[Information given]:
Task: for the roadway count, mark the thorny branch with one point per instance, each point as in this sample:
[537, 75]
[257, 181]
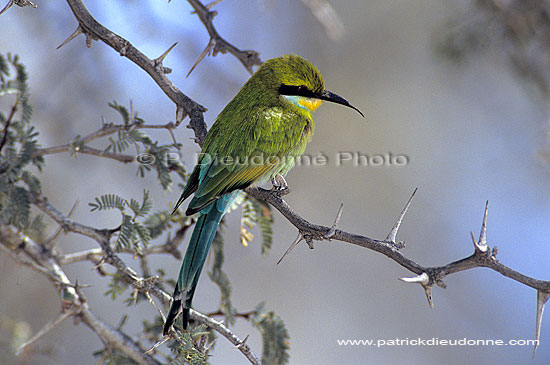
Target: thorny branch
[80, 145]
[48, 263]
[427, 277]
[217, 44]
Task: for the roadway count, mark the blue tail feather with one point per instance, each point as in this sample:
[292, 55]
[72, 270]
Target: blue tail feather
[195, 256]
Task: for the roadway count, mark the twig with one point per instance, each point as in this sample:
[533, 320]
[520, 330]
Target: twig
[217, 44]
[8, 122]
[48, 327]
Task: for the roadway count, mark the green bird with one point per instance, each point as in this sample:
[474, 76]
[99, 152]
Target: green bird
[257, 137]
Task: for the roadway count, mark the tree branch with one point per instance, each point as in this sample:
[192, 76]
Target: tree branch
[248, 58]
[93, 30]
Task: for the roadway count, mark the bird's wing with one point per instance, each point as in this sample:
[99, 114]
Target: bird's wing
[238, 156]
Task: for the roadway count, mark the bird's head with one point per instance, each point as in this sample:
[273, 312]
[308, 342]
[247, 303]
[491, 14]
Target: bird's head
[296, 80]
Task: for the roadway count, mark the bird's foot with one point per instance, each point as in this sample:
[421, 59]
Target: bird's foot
[280, 186]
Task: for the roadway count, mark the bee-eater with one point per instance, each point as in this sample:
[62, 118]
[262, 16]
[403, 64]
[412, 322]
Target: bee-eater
[257, 136]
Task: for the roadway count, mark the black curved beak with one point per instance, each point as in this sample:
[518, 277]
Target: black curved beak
[330, 96]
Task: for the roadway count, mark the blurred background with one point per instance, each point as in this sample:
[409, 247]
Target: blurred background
[459, 87]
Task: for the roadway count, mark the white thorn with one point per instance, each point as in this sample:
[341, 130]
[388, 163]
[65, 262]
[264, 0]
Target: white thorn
[393, 233]
[294, 244]
[332, 229]
[482, 242]
[420, 279]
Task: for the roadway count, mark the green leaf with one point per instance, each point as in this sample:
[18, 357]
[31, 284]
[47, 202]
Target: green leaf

[Your goal]: Which of the lines in the data hold the string "leaf"? Report each of them by copying it.

[Answer space]:
Task: for the roadway count, mark the green leaf with one point per instance, each point as in this sample:
Target: green leaf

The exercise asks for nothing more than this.